↓↓↓
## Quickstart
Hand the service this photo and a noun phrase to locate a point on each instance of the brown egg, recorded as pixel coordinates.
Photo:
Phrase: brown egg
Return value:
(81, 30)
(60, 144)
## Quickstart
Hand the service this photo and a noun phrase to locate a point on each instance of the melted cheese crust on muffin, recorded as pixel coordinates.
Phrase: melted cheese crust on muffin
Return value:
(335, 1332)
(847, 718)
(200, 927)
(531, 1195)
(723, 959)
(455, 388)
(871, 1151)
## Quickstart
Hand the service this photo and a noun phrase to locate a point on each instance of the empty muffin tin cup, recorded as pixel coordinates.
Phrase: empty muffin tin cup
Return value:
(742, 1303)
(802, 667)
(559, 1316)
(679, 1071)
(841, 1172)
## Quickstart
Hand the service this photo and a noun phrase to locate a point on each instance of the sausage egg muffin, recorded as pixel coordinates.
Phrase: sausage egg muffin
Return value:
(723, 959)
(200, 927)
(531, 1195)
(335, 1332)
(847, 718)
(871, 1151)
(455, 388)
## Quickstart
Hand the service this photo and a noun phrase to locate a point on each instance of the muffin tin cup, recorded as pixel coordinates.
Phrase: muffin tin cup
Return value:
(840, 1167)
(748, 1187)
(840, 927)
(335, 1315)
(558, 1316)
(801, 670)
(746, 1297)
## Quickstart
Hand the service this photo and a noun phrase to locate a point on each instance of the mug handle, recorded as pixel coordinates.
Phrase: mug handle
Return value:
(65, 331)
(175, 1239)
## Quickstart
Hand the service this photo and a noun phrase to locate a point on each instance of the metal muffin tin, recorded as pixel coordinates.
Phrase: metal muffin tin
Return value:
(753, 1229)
↑↑↑
## Written exercise:
Pull out each line of the records above that contains the word "brown".

## Finished task:
Hand the service this photo and a noun phrase to locate a point on each instance of the brown egg, recorded as pixel coordinates.
Phrase: brown egg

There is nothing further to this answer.